▸ **Texte du document**

Au dernier niveau se trouve le site web « agora » qui est un forum publique et l’un des principaux centres de discussion ouvert [8]. C’est le lieu incontournable de ce mouvement sur lequel les stratégies sont discutées, l’ordre du jour établi, les expériences partagées et les idées débattues. Incursion du virtuel dans le tangible, les rassemblements sont apparus comme l’investissement de la rue par cette « agora » et ses principes de libre expression, de prise de parole égalitaire et d’initiative collective. Ce processus a permis aux femmes, d’habitude très sous-représentées, d’être des participantes à part égale avec les hommes. Il a aussi contribué à renforcer et à propager un fort sentiment de légitimité.

Durant les manifestations les citoyens publient en temps réel sur ce site des informations sur leur déroulement et envoient en direct des vidéos par l’intermédiaire d’autres sites web tel « afreeca.com ». Les membres du parti progressiste Jin Bo reçoivent des SMS les informant de la situation minute après minute. Toutes ces informations se rétro-propagent rapidement dans la manifestation, créant un sentiment d’ubiquité. Ceci permet par exemple à des milliers de personnes assistant à distance aux événements de téléphoner au commissariat pour exiger que cessent, au moment même ou ils se produisent, les sévisses infligés par les forces de l’ordre. Ceci permet aussi aux participant-e-s d’être tenu-e-s au courant des mouvements de la police et de se coordonner.

Survol chronologique : première phase

Depuis son origine, la contestation est allée en s’amplifiant dans tout le pays. A Seoul les manifestations à la chandelle ont rassemblé un nombre croissant de femmes, d’hommes et d’enfants. On peut schématiquement définir deux phases dans ce mouvement dont le pivot se situe la dernière semaine de mai avec des changements internes du coté de la contestation et un redéploiement stratégique du coté des forces de police.

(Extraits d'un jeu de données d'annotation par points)

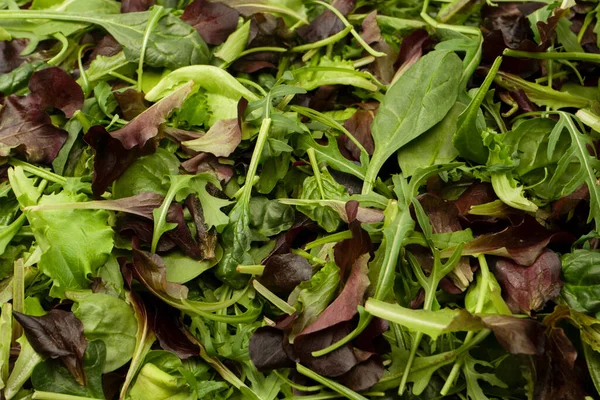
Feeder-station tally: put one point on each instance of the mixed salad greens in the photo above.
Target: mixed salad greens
(362, 199)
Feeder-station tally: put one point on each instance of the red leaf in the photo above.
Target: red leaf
(344, 307)
(136, 5)
(58, 334)
(213, 21)
(145, 126)
(527, 289)
(327, 23)
(111, 158)
(523, 243)
(359, 125)
(29, 131)
(54, 88)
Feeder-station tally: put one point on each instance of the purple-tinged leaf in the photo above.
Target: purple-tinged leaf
(348, 251)
(221, 139)
(213, 21)
(146, 125)
(370, 30)
(284, 272)
(327, 23)
(54, 88)
(27, 130)
(111, 158)
(10, 54)
(267, 350)
(58, 334)
(517, 335)
(136, 5)
(131, 102)
(523, 243)
(527, 289)
(345, 306)
(364, 375)
(359, 125)
(172, 335)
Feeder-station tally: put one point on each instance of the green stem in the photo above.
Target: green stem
(323, 42)
(336, 237)
(315, 166)
(263, 135)
(37, 171)
(65, 46)
(155, 16)
(122, 77)
(58, 396)
(260, 49)
(251, 269)
(577, 56)
(276, 301)
(337, 387)
(483, 290)
(358, 38)
(309, 257)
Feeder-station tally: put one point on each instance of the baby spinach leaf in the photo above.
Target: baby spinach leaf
(50, 376)
(433, 147)
(467, 138)
(69, 261)
(110, 320)
(581, 282)
(416, 102)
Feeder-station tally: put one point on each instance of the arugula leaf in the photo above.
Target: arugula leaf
(110, 320)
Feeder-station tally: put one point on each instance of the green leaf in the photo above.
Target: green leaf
(472, 376)
(182, 269)
(431, 323)
(110, 320)
(415, 103)
(235, 44)
(70, 253)
(221, 89)
(52, 376)
(330, 153)
(333, 71)
(270, 217)
(147, 174)
(172, 43)
(152, 383)
(581, 289)
(326, 217)
(5, 342)
(467, 139)
(434, 146)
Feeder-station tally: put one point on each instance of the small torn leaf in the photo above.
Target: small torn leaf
(54, 88)
(213, 21)
(58, 334)
(27, 130)
(221, 139)
(284, 272)
(146, 125)
(327, 23)
(528, 289)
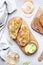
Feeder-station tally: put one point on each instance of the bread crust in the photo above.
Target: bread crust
(37, 26)
(31, 38)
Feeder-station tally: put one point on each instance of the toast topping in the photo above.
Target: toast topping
(41, 19)
(14, 26)
(23, 36)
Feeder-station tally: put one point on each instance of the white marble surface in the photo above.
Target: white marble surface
(33, 59)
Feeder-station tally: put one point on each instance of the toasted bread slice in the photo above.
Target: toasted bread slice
(31, 47)
(23, 35)
(36, 25)
(41, 19)
(14, 26)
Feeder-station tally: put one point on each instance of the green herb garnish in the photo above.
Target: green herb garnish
(26, 63)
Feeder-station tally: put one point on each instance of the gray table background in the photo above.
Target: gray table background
(34, 58)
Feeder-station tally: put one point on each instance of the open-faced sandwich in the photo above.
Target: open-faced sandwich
(23, 36)
(14, 26)
(37, 23)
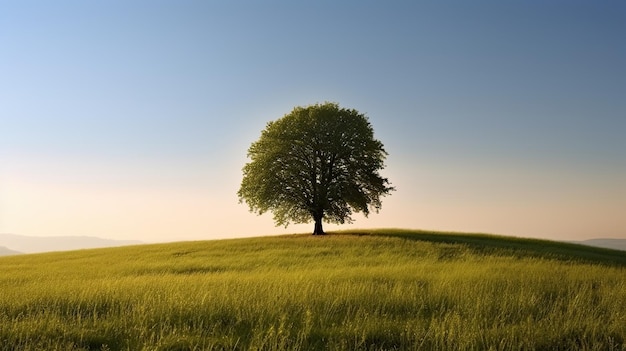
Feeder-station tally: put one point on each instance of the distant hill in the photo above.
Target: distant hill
(616, 244)
(8, 252)
(34, 244)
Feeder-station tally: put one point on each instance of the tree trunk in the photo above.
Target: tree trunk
(318, 226)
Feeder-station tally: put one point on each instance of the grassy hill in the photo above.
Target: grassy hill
(378, 290)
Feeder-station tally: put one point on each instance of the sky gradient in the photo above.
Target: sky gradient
(131, 119)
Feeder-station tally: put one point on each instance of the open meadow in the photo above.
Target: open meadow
(374, 290)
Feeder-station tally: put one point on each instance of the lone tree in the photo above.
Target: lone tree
(318, 162)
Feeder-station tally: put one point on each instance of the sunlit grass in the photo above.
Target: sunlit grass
(381, 290)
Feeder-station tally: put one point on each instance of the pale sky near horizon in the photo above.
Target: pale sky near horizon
(131, 119)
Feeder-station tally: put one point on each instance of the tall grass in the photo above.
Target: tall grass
(379, 291)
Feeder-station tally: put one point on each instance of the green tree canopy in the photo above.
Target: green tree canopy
(319, 162)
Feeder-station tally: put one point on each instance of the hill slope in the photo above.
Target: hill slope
(378, 290)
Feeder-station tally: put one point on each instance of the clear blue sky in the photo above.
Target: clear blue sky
(131, 119)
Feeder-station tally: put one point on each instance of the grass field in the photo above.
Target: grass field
(378, 290)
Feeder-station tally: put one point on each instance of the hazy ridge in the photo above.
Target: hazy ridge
(615, 244)
(11, 244)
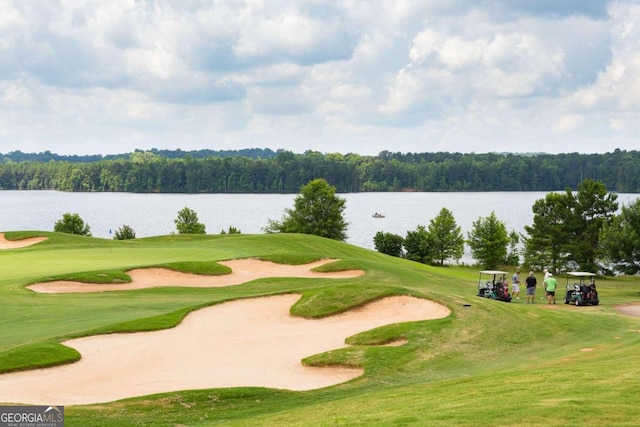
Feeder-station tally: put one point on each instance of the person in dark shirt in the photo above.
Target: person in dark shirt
(531, 288)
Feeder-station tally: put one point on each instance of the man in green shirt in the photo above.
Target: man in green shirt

▸ **Les tâches**
1 – Dans les enregistrements, recopiez le passage allant de la ligne qui contient « field in the photo above. » jusqu'à la fin, ces deux bornes comprises, ligne par ligne, en décalant de -128 chaque coordonnée des points. N'incluez pas les images dans votre réponse.
2 – Prolongez le texte sur les manifestations à la chandelle de Séoul à partir de l'endroit où il s'arrête.
Le texte et les enregistrements sont sans lien l'un avec l'autre.

▸ **Réponses**
1 –
Feeder-station tally: put one point on each instance of the grass field in the photo above.
Target: grass field
(250, 162)
Feeder-station tally: put one point on each instance of the hazy ridge in the photo above.
Target: hazy ridge
(487, 116)
(-117, 116)
Feeder-station tally: put one point on each instance of the person in dark shirt in the photo above.
Target: person in dark shirt
(403, 160)
Feeder-station tally: put one point on each instance of the man in green shirt in the photo above.
Target: man in green shirt

2 –
Depuis les premières manifestations du 2 mai jusqu’au 28 mai, le centre de Seoul verra se rassembler plusieurs dizaines de milliers de personnes. Tous les soirs le cortège, au début essentiellement des netizens et des lycéen-ne-s, s’ébranle en une manifestation pacifique qui se répand dans les quartiers du centre de Seoul. Les personnes présentes exigent le départ de leur arrogant président et chantent les deux premiers articles de la constitution : "La Corée du sud est une république démocratique, et tout le pouvoir appartient au peuple".

Les actions militantes se sont diversifiées et multipliées. On constate par exemple un affichage sauvage dans un McDonalds par des écologistes, des manifestations individuelles devant des entrepôts de bœuf organisées par une association « solidarité des femmes », une requête de représentant-e-s du parti des travailleurs pour un assouplissement des lois sur les manifestations, ou une action en justice contre les accords d’échange pour laquelle plus de 100.000 personnes se sont portées partie civile. De plus les partis de l’opposition ont refusé d’assister au séances parlementaires pendant toute la durée de la contestation.

A partir du 24 mai, la demeure du président Lee Myong Bak, juchée sur la colline derrière l’ancien palais royal, est clairement devenue l’objectif à atteindre pour les manifestations [9]. Ce jour aussi la population rentre au contact avec les CRS. A partir de cette date les rassemblements illégaux auront lieu sans interruption nuit et jour aux cris de « Lee Myong Bak, destitution ! » [10]. Ce sera le début d’un déchainement de brutalité policière et d’une multiplication des arrestations.

Entre le 24 et le 27 mai, des affrontements violents eurent lieu avec la police qui procéda à 93 arrestations au total et blessera plusieurs personnes, n’épargnant ni les lycéen-ne-s, ni les journalistes. Des procureurs, des dirigeants de la police et les services secrets se sont réunis en comité « Kong Han » (Sécurité publique). Ce terme fortement connoté était employé pour designer la police et la politique ultra-répressive sous la dictature. Les sévisses largement diffusés dans les médias et sur internet ainsi que le spectre du retour d’un état autoritaire attisèrent l’indignation de la population et marquèrent l’entrée dans la seconde phase du mouvement.

Survol chronologique : seconde phase

Ambiance dans les rues de Seoul

On assistera du 28 mai jusqu’au 10 juin à un net changement de la stratégie policière dont le déploiement des forces sera plus défensif. Semblant abandonner le centre de la ville aux manifestants, elle vise dorénavant exclusivement le blocage de l’avenue principale et surtout de l’accès à la demeure du président qui prit alors des allures de fort assiégé. L’ambassade américaine qui se trouve sur le trajet des manifestant-e-s était aussi fortement protégée ; cependant leurs discours et leurs slogans ne sont pas anti-américains et elle n’est pas une cible privilégiée.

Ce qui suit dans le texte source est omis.